ZITIERTER AUSZUG —
**********

Update Arbeitsrecht Mai 2024
„Kleinerer“ Betriebsrat bei Bewerbermangel möglich
Bundesarbeitsgericht, Beschluss vom 24. April 2024 – 7 ABR 26/23 (bislang nur als Pressemeldung vorliegend)
Die Größe des Betriebsratsgremiums richtet sich nach der Zahl der Arbeitnehmer im Betrieb. Beispielsweise sind in einem Betrieb mit 101 bis 200 Arbeitnehmern 7 Betriebsratsmitglieder zu wählen. Tritt der praktisch äußerst seltene Fall ein, dass der Betrieb nicht ausreichend viele wählbare Arbeitnehmer hat – etwa weil eine Vielzahl der Beschäftigten dem Betrieb weniger als sechs Monate angehört (§ 8 BetrVG) –, so ist nach § 11 BetrVG die „nächstkleinere“ Betriebsratsgröße zu grunde zu legen. Das Gesetz schweigt jedoch zu dem Fall, dass dem Betrieb zwar ausreichend viele (passiv) wählbare Arbeitnehmer angehören, die Zahl der Bewerber jedoch hinter der vorgesehenen Betriebsratsgröße zurückbleibt. Das Bundesarbeitsgericht hat nun entschieden, dass auch in diesem Fall ein „kleinerer“ Betriebsrat errichtet werden kann.

**********

BEREITGESTELLTE AUFLISTUNG —

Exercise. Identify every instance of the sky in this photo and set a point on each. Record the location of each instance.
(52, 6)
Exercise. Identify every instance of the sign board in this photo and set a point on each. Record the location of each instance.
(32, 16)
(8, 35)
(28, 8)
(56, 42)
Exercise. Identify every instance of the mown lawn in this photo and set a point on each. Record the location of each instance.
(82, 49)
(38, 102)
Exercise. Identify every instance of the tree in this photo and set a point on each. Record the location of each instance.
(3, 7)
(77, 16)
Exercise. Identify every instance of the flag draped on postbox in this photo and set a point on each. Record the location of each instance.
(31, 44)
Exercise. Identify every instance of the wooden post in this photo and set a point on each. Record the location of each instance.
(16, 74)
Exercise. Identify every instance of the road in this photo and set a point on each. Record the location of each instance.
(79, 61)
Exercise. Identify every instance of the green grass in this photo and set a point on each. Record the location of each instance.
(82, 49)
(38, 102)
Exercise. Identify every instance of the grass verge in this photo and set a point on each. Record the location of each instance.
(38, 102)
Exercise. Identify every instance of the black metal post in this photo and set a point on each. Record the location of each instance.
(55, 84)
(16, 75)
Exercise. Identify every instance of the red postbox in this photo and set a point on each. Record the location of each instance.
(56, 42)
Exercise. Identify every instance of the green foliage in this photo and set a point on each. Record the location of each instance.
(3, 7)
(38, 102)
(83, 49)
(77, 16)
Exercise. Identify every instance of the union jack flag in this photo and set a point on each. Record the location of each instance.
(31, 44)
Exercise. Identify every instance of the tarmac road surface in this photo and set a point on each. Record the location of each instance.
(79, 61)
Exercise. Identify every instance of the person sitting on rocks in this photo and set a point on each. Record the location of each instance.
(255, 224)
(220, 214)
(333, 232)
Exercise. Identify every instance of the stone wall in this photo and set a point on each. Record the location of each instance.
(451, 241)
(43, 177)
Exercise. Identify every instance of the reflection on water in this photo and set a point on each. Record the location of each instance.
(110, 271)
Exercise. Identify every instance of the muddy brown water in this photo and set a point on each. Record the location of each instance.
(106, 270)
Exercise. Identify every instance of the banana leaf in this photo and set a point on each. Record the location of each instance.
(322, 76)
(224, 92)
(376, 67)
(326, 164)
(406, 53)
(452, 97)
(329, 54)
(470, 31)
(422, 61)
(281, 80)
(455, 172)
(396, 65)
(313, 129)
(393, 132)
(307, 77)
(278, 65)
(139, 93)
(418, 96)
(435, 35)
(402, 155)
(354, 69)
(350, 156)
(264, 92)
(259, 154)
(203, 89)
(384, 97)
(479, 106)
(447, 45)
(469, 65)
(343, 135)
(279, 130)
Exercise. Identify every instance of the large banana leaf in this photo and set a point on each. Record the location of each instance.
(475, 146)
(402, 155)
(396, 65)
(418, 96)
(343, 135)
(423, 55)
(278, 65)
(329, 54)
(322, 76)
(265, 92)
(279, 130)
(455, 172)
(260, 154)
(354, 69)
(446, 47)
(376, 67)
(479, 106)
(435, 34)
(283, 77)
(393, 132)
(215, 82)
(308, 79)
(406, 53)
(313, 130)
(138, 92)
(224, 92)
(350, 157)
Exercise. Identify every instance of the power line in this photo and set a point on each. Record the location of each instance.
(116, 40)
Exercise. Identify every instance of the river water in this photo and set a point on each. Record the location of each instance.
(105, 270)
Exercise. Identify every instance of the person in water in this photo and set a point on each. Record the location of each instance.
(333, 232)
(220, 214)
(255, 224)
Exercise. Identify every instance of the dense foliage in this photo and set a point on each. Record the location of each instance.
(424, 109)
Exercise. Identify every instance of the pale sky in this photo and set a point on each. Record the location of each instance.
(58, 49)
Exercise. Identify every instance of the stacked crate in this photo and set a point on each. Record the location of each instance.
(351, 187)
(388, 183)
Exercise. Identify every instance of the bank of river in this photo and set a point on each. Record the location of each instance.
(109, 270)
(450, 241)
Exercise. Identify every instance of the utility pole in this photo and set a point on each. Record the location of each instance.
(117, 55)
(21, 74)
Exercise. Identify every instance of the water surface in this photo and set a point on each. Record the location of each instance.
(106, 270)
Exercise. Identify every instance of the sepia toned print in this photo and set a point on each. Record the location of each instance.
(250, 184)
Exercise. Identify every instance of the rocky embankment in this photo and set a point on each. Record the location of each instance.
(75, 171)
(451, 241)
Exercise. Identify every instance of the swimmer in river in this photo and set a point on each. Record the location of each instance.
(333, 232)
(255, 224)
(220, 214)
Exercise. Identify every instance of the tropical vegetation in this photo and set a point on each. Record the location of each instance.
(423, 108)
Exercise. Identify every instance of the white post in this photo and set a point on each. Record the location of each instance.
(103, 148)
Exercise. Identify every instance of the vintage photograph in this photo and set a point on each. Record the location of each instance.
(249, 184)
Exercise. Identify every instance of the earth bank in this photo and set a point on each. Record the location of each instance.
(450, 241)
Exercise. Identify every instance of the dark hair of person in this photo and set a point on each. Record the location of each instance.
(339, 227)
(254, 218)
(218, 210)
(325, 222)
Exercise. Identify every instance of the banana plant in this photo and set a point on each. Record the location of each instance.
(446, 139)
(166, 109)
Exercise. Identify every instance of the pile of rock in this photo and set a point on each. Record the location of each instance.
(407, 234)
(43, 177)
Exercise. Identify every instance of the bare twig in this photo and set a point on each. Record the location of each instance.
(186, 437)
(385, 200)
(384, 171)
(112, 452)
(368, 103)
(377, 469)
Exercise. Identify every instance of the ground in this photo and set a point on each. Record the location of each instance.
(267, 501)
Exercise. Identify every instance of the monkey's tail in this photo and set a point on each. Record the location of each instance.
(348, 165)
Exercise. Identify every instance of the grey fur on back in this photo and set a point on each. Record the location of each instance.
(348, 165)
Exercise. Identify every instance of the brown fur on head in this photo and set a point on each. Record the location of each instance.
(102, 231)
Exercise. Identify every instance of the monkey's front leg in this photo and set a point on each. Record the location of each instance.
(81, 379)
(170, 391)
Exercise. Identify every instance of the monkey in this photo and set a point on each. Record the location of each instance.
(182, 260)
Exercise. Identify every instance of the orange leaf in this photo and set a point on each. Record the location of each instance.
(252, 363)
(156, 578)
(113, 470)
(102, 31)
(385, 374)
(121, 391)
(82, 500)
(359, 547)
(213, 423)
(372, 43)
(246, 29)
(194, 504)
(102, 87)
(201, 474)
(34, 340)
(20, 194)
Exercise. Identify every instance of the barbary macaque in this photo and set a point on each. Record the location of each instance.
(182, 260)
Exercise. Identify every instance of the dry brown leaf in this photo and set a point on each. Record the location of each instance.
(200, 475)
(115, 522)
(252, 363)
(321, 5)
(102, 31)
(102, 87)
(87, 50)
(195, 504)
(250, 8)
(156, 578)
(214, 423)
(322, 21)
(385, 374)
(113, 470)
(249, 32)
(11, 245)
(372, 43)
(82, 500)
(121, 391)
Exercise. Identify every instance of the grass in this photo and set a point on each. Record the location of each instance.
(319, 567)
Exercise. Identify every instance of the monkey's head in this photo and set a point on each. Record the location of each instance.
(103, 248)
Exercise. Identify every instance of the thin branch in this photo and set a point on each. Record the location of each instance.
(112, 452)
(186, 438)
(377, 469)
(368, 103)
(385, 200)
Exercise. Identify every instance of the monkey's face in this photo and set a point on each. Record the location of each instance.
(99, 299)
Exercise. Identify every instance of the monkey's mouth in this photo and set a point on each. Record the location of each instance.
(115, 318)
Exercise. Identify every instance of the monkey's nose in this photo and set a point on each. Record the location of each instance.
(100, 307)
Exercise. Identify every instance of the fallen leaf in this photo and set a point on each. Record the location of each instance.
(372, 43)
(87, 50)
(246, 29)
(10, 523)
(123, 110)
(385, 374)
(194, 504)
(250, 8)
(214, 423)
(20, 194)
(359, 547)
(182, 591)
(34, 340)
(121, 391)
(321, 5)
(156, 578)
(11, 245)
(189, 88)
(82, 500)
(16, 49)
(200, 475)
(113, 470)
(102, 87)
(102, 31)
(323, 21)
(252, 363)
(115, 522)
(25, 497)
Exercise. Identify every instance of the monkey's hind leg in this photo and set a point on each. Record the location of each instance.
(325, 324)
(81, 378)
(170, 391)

**********

AUFGABENSTELLUNG —
- 1) Nennen Sie alle Zahlen im Satz des zitierten Auszugs, der mit „Beispielsweise sind in einem Betrieb“ beginnt.
- 2) Beantworten Sie anhand des zitierten Auszugs die folgenden Fragen:
(a) Wonach richtet sich die Größe des Betriebsratsgremiums?
(b) An welchem Datum erging der Beschluss des Bundesarbeitsgerichts?
(c) Welche Betriebsratsgröße ist nach § 11 BetrVG zugrunde zu legen, wenn der Betrieb nicht ausreichend viele wählbare Arbeitnehmer hat?

ANTWORTEN —
- 1) 101, 200, 7

- 2)
(a) Nach der Zahl der Arbeitnehmer im Betrieb.
(b) Am 24. April 2024.
(c) Die „nächstkleinere“ Betriebsratsgröße.